**Zu erledigende Aufgaben**
**1)** Welche Fehlermeldung erhält man laut dem Forenauszug zur JBoss-Anmeldung, wenn man sich mit einem User einloggt, der in der Datenbank vorhanden ist?
**2)** Fahren Sie mit dem Forenauszug zur JBoss-Anmeldung im Anschluss an seinen letzten Satz fort.

**Textauszug**
****
Wenn ich mich mit einem User einlogge, der in der Datenbank drin ist bekomme ich jetzt folgende HTML-Fehlermeldung

"HTTP Status 403 - Access to the requested resource has been denied"


und wenn ich mich mit einem User einlogge, der nicht in der Datenbank drin ist bekomme ich ganz normal die error.html zu sehen. 

Ich glaub ich komme der Sache näher ?


----------



## ms (23. Aug 2007)

Hast du etwas geändert dass das jetzt passiert?
Wenn ja, was denn?

ms


----------



## studentxxx (23. Aug 2007)

ich habe den JBOSS neu konfiguriert und alles neu gemacht.

Aber, ist alles genauso wie auf der ersten Seite!

Was könnte denn jetzt der Fehler sein?hm


----------



## ms (23. Aug 2007)

Entweder funktioniert die Abfrage mit den Berechtigungen nicht oder du leitest auf eine URL weiter, für die der Benutzer keine Rechte hat.

ms


----------



## studentxxx (23. Aug 2007)

Hm in der web.xml steht doch aber "/*"

und ich versuche mich mit dem Peter einzuloggen, der diese Admin-Rechte hat.

Kann es vielleicht mit dem realm-name zu tun haben ?


----------



## ms (23. Aug 2007)

Bei mir ist der <web-resource-name> gleich wie der <realm-name>.
Weis aber ehrlichgesagt jetzt nicht ob das wirklich hilft. Probiers aus.

ms


----------



## studentxxx (23. Aug 2007)

nein, daran liegt es leider auch net :-(

Komisch ist, dass er mir nur die 403-Message anzeigt wenn ich wirklich den Usernamen und Passwort korrekt eingebe, also übereinstimmend mit den Werten in der Datenbank. Wenn ich eins von den beiden falsch eintrage beim Login bekomme ich ganz normal die error.html Seite


----------



## ms (23. Aug 2007)

Die Anmeldung besteht aus zwei Teilen.
Authentifizierung und Autorisierung.
****
**Gesammelte Daten**
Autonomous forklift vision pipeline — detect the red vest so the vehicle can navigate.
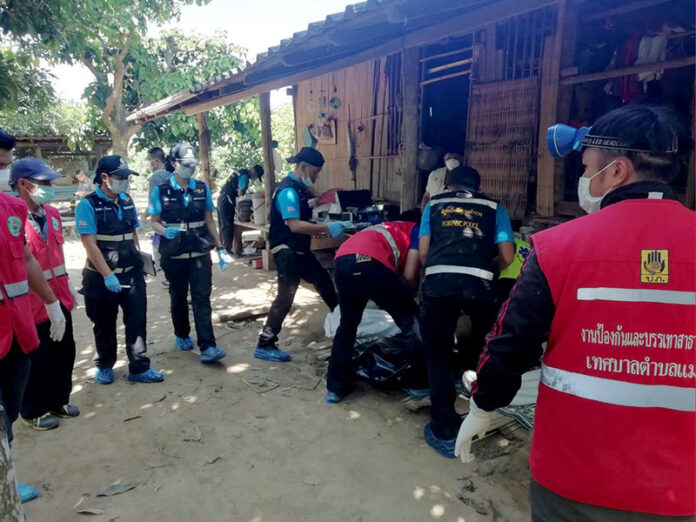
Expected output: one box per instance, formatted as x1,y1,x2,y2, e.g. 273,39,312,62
****
**Antworten pro Aufgabe**
**1)** „HTTP Status 403 - Access to the requested resource has been denied“

**2)**
Die Authentifizierung klappt, die Autorisierung aber nicht.
Schau nochmal nach ob die Abfrage auf die 'Roles'-Tabelle funktioniert.

ms


----------



## ms (23. Aug 2007)

Nochwas, beschreib mal bitte den Ablauf deiner Anmeldung, also welche Seite rufst du auf und was genau passiert.

ms


----------



## studentxxx (23. Aug 2007)

Ich habe mir gerade den Spy-tool für JBOSS installiert. Er zeigt alle abgehenden SQL_Queries an. Folgende Ausgabe bekomme ich!!!


1187879878968|31|0|statement|select Password from Principals where PrincipalID=?|select Password from Principals where PrincipalID='Peter'

1187879878984|0|0|statement|select Role, Rolegroup from Roles where PrincipalID=?|select Role, Rolegroup from Roles where PrincipalID='Peter'

1187879878984|-1||resultset|select Role, Rolegroup from Roles where PrincipalID='Peter'|Role = administrator       , Rolegroup = Roles 



Wie zu sehen ist, holt er sich das Passwort nicht.

Irgendwas stimmt mit der Abfrage:
"select Password from Principals where PrincipalID=?"

nicht!!!


----------



## studentxxx (23. Aug 2007)

Ne hatte unrecht. Das Passwort bekommt er auch korrekt. Da sonst die 403-Fehlerseite nicht erscheinen würde. Also die authorisierung funktioniert, die authentifizierung jedoch noch nicht komischer Weise..


----------



## ms (24. Aug 2007)

Problem schon gelöst?

ms


----------



## studentxxx (24. Aug 2007)

Yep, Problem gelöst. Das lag irgendwie an den Tabellen. Ich habe sie gelöscht und neu erstellt, dann gings. Das ganze ist mir zwar noch ein vodoo-problem  aber naja es funktioniert jetzt.

Zuzüglich sollte die Tabelle, wo auch das Passwort drin gespeichern wird nicht User heissen, da dieser Name anscheinend intern irgendwie benutzt wird. der server.log hat mir sehr weitergeholfen nachdem ich in der log4j einige Ergänzungen gemacht habe, die er auch rausspucken sollte.

Danke trotzdem ms..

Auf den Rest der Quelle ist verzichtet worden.